TASK GOAL:
Go through the records and copy each line where the string "segment" occurs.

DATA RECORDS:

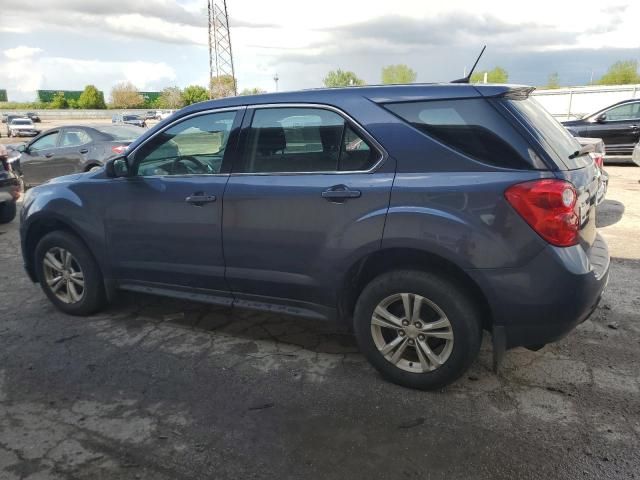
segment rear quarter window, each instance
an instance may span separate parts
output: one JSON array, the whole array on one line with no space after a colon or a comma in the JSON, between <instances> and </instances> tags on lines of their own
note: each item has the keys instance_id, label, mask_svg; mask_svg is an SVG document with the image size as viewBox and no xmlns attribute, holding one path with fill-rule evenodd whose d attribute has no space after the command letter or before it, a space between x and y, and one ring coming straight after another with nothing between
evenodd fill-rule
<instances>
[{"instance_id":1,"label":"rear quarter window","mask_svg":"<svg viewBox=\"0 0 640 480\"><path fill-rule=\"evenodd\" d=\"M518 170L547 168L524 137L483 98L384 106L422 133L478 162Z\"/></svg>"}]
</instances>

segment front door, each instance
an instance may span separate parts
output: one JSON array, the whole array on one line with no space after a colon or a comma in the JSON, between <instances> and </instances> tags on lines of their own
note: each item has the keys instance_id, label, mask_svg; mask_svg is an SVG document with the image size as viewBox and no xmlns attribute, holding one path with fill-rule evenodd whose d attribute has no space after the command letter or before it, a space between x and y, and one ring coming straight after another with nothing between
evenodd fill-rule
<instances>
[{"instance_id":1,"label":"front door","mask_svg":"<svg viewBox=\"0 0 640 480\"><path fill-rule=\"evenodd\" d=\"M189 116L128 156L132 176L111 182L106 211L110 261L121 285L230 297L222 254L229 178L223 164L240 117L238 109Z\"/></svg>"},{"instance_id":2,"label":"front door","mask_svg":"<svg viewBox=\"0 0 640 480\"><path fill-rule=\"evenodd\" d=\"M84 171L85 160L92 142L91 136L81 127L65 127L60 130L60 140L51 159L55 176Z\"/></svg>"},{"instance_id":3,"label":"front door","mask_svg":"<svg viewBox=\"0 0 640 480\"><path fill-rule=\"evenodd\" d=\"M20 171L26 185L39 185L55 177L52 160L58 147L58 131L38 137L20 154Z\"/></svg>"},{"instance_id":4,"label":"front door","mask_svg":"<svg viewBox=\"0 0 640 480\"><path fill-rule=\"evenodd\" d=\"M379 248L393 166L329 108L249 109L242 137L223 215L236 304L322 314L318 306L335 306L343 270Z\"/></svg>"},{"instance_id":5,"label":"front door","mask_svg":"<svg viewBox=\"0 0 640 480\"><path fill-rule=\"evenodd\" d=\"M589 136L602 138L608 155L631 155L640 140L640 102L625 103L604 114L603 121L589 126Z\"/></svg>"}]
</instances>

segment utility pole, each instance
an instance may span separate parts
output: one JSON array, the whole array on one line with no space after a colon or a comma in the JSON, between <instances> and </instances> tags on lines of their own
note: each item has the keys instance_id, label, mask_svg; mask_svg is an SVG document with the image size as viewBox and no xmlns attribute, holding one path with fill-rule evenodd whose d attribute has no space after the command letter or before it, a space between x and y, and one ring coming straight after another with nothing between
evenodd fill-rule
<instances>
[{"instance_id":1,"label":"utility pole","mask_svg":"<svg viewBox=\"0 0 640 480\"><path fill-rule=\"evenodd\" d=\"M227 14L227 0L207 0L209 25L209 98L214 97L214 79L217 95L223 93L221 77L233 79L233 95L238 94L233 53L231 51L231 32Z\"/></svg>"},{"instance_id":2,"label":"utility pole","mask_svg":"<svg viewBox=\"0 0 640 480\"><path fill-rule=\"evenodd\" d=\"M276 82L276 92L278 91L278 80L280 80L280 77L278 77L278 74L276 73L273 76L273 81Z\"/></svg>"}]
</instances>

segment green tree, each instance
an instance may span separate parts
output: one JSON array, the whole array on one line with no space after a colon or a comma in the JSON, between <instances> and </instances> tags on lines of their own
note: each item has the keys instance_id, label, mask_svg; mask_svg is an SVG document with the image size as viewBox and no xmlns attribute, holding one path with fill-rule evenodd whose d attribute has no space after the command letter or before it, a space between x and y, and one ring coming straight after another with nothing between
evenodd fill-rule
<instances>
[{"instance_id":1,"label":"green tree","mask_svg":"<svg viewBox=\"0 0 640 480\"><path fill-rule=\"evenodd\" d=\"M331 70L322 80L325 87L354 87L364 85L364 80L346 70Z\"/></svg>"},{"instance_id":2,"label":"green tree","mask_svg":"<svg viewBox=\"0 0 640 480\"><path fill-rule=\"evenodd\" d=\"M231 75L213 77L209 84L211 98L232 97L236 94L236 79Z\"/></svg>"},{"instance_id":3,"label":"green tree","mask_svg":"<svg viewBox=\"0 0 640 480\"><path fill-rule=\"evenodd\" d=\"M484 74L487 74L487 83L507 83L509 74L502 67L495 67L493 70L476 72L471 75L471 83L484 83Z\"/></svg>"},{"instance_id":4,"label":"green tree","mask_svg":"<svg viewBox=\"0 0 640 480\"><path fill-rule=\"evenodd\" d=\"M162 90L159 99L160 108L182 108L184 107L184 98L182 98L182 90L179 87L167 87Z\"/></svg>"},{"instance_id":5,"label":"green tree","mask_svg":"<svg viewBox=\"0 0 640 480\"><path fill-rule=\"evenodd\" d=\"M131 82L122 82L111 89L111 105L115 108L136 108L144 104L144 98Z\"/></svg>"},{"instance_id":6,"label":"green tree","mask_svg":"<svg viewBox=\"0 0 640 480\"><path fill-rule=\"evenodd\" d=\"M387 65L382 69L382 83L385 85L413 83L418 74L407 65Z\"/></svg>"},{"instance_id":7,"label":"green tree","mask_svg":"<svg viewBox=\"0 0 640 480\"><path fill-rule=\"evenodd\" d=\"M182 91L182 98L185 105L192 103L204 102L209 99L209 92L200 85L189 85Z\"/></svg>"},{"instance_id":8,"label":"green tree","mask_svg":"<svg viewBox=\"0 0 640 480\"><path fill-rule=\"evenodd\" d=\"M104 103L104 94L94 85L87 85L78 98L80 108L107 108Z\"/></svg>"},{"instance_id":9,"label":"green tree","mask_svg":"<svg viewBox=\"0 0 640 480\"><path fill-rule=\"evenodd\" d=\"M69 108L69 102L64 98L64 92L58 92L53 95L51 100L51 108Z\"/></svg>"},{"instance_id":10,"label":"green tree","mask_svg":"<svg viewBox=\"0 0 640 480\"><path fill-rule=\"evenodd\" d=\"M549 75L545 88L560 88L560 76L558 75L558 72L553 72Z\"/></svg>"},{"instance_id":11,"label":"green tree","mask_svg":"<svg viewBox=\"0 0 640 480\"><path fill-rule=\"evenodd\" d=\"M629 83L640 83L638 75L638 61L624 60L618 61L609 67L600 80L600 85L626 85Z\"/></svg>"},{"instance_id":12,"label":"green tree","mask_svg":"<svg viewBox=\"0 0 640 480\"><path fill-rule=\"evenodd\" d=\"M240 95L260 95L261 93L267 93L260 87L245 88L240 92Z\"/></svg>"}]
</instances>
==
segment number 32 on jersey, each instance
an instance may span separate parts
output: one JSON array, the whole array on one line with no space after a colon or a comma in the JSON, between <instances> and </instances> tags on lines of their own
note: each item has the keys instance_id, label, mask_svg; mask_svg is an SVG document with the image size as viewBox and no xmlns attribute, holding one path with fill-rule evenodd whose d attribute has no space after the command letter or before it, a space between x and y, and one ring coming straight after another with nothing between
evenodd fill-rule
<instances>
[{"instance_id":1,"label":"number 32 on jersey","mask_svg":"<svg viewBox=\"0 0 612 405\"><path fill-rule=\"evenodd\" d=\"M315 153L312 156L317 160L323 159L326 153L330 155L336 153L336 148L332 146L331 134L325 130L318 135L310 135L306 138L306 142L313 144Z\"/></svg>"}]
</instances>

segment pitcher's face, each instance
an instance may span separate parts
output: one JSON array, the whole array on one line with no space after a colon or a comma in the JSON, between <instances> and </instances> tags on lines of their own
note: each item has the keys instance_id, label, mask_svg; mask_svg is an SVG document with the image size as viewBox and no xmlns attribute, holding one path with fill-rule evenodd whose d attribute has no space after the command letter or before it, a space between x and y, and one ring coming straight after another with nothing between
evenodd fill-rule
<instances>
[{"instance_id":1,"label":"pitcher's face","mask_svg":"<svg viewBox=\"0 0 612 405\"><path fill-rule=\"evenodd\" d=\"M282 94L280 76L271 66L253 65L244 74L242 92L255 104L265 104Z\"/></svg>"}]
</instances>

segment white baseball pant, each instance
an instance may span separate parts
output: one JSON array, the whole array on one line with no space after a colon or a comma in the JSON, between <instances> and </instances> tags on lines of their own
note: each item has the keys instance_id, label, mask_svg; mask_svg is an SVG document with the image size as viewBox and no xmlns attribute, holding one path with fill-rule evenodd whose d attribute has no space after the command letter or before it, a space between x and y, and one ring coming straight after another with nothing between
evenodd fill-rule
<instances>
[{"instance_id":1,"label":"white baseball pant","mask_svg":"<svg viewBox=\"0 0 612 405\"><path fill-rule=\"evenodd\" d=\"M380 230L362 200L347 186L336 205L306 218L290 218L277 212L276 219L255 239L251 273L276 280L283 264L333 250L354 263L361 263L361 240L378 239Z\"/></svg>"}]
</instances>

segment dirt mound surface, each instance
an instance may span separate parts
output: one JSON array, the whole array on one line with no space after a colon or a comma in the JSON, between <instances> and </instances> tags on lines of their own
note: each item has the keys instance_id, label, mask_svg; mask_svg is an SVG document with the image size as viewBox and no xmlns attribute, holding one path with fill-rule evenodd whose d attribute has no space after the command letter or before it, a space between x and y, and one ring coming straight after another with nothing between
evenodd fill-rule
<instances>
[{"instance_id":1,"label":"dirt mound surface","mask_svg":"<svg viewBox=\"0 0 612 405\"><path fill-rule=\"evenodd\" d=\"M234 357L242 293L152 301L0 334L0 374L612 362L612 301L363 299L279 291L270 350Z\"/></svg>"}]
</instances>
...
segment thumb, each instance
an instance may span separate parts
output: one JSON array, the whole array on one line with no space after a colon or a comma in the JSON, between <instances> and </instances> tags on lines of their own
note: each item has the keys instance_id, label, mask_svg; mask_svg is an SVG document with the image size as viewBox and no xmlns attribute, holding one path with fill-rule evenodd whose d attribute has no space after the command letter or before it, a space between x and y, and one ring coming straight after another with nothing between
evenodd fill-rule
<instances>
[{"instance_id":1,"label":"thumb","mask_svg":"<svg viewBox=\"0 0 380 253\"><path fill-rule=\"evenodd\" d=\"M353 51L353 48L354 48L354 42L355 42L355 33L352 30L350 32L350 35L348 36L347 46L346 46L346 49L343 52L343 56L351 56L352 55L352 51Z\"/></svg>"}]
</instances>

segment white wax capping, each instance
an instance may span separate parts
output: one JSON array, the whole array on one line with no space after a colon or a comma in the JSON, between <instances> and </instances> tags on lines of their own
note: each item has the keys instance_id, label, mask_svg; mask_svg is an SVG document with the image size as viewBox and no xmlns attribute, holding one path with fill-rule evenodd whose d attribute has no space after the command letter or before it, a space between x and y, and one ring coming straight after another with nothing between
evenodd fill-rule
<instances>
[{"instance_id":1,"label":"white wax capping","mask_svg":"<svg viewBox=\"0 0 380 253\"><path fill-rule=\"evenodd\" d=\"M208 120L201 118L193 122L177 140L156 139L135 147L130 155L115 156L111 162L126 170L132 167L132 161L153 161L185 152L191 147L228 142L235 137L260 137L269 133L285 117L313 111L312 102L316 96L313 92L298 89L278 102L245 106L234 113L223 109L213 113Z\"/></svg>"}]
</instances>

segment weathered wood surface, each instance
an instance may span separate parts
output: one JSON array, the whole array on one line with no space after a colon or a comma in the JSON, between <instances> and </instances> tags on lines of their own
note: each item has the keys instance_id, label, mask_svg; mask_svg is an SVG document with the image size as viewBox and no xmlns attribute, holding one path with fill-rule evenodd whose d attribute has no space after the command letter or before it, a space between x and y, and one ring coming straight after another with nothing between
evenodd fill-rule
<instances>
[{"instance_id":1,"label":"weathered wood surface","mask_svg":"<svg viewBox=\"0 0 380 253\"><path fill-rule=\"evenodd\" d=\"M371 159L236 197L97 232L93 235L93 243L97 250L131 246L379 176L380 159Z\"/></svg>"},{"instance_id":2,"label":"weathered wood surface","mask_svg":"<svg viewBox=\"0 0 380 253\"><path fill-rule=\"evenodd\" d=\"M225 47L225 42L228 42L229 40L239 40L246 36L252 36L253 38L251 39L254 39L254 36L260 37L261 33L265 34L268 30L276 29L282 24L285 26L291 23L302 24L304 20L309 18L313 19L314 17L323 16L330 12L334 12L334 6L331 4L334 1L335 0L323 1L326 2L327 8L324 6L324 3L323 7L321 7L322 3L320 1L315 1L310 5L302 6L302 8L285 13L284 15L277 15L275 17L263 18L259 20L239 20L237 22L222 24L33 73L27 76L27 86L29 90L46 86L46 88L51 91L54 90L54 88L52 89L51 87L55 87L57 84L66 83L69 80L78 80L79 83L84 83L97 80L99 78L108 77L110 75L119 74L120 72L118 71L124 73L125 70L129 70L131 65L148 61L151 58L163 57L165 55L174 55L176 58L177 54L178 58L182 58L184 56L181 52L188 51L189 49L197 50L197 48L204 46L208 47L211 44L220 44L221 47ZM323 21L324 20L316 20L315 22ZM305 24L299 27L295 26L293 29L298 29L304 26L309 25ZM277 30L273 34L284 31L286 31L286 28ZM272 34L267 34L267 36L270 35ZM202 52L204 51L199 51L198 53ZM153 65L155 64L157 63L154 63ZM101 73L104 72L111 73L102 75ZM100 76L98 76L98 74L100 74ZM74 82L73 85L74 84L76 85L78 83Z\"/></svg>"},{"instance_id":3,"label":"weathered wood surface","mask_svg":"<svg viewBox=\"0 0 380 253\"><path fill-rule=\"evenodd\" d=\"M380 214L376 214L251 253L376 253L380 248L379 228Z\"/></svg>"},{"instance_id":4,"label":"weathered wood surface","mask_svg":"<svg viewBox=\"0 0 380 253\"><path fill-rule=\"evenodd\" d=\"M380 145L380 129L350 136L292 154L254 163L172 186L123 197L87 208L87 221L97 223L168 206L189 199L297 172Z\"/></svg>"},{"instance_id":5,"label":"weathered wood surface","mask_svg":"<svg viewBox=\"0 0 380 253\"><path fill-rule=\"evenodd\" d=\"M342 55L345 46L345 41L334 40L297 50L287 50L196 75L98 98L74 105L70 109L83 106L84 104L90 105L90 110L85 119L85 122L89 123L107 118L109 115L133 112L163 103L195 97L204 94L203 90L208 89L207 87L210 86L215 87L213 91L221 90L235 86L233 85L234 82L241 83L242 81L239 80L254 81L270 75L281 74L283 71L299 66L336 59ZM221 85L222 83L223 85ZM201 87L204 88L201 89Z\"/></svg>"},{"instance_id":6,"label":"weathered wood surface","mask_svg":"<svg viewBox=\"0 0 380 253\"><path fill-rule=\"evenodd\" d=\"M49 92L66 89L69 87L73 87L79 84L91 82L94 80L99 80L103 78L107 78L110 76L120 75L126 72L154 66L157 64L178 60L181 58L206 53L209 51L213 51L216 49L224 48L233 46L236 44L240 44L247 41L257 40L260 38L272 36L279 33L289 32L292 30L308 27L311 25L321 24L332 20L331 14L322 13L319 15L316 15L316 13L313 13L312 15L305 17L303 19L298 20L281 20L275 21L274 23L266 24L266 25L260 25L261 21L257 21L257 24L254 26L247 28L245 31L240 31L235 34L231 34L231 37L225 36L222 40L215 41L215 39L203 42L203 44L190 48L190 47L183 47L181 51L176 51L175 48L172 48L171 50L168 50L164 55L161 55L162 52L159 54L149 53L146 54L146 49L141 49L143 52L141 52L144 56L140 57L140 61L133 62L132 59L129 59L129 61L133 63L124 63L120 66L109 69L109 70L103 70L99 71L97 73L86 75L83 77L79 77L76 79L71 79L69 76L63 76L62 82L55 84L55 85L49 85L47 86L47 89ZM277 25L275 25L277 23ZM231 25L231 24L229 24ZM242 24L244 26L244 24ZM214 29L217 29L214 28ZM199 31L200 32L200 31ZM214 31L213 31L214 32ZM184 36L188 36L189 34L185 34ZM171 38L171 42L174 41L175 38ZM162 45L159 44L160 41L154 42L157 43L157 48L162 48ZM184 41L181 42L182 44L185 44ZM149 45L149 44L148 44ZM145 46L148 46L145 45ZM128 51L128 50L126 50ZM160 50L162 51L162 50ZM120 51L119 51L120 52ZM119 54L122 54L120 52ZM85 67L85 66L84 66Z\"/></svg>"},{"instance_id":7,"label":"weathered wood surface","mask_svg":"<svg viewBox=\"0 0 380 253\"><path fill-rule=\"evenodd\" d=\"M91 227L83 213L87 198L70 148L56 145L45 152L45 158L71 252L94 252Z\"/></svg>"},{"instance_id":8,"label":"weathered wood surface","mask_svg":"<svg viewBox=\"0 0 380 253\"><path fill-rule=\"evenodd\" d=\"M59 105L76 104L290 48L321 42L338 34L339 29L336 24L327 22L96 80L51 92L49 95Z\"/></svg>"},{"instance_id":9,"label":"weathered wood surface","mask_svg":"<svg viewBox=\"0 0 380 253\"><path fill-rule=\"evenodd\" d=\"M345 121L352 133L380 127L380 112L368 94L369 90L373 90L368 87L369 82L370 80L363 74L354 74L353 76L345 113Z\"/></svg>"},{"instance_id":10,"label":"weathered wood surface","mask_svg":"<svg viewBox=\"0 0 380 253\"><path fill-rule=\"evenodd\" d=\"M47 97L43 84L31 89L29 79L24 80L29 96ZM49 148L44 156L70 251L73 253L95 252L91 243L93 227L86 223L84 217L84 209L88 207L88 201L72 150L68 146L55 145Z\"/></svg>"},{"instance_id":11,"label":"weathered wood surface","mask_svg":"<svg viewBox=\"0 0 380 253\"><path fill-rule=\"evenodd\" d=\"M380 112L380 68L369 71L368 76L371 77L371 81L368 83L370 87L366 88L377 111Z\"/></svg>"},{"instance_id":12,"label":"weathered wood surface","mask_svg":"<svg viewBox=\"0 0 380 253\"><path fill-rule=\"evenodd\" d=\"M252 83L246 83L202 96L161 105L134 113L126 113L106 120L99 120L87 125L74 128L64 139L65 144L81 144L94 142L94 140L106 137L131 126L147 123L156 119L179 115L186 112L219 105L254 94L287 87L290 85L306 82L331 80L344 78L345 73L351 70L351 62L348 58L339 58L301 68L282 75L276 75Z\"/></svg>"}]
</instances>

ANSWER TO THIS PROBLEM:
segment rear quarter window, each instance
segment front door, each instance
segment utility pole, each instance
segment green tree, each instance
segment number 32 on jersey, each instance
segment pitcher's face, each instance
segment white baseball pant, each instance
segment dirt mound surface, each instance
segment thumb, each instance
segment white wax capping, each instance
segment weathered wood surface, each instance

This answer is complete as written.